### Problem to solve
Copy out each line of the listing below that contains the word "parked".

### Input data
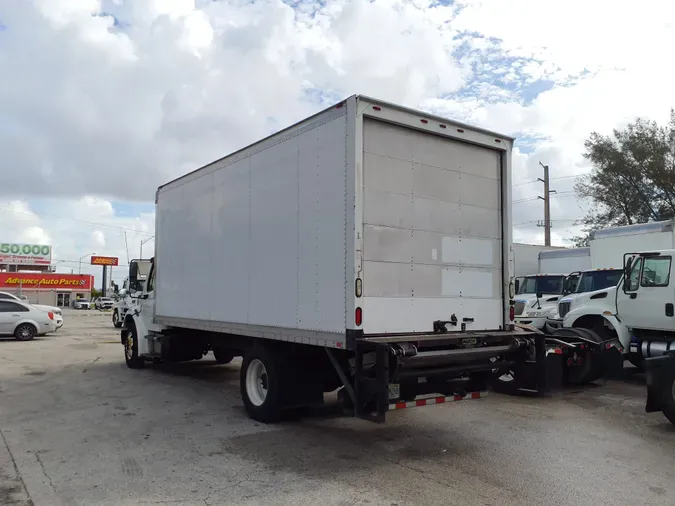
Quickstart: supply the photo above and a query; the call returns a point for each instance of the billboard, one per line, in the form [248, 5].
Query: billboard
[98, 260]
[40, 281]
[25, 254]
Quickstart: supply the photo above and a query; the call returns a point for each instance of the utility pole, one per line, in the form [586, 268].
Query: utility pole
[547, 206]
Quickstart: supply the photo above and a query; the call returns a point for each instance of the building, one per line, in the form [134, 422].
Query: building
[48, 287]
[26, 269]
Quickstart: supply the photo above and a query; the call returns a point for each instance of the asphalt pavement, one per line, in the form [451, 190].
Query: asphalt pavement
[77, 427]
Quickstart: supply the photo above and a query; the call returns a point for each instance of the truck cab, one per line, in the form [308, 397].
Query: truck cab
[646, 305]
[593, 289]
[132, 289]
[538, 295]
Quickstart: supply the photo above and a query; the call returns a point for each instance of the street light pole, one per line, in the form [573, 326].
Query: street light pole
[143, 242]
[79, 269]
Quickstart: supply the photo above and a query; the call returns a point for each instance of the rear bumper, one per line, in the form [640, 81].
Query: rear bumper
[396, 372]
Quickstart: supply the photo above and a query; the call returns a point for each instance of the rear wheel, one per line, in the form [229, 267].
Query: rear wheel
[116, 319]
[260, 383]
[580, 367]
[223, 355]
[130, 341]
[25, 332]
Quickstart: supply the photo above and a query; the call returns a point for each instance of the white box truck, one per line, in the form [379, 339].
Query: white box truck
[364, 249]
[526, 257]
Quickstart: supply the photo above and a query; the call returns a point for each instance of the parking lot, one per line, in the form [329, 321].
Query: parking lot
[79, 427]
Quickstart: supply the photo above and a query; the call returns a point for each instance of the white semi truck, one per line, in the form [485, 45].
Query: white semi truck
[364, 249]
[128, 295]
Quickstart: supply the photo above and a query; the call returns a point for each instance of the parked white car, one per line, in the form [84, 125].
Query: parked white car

---

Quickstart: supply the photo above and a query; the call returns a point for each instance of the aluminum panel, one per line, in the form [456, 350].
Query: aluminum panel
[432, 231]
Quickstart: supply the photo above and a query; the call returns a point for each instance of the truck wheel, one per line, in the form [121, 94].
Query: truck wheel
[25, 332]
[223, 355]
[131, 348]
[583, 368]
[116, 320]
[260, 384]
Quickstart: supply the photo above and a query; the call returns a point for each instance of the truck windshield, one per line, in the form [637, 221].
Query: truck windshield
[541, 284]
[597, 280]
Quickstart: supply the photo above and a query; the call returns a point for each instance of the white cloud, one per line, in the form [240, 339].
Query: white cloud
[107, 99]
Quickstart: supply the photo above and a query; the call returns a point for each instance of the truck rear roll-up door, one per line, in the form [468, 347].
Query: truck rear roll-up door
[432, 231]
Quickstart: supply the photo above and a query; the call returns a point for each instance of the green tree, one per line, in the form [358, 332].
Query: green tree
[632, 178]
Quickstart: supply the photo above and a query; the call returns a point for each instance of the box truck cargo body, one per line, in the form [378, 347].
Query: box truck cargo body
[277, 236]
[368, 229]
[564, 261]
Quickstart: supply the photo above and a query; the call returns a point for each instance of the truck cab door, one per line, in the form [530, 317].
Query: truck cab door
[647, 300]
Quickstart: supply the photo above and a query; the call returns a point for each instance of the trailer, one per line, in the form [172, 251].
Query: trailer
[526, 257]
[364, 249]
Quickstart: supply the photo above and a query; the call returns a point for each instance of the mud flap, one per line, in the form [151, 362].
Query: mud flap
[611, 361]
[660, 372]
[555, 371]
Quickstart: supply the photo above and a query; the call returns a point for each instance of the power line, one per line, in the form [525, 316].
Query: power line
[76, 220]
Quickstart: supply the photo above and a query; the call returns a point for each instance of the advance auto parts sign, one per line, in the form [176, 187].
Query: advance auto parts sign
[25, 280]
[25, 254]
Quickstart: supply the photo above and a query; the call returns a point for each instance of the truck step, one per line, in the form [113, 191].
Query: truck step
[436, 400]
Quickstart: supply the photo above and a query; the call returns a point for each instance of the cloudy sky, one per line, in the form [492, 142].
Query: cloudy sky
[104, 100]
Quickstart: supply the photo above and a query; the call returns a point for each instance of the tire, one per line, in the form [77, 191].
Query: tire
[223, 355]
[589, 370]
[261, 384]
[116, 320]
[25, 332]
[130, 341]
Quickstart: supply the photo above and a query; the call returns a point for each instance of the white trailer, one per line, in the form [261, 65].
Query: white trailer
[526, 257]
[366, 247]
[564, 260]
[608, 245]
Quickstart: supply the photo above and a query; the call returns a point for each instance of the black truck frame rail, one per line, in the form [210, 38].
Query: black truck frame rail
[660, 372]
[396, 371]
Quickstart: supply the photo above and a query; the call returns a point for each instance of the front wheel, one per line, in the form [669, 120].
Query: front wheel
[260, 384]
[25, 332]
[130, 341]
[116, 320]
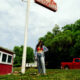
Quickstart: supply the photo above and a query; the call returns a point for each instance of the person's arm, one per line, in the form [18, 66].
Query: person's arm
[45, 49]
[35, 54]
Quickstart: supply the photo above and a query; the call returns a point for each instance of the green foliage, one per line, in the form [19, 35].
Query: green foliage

### Exercise response
Quickstart: supply the photo above and a query; the call returns a point for each instance of the parked white car, one per line, in the form [84, 125].
Query: parked white car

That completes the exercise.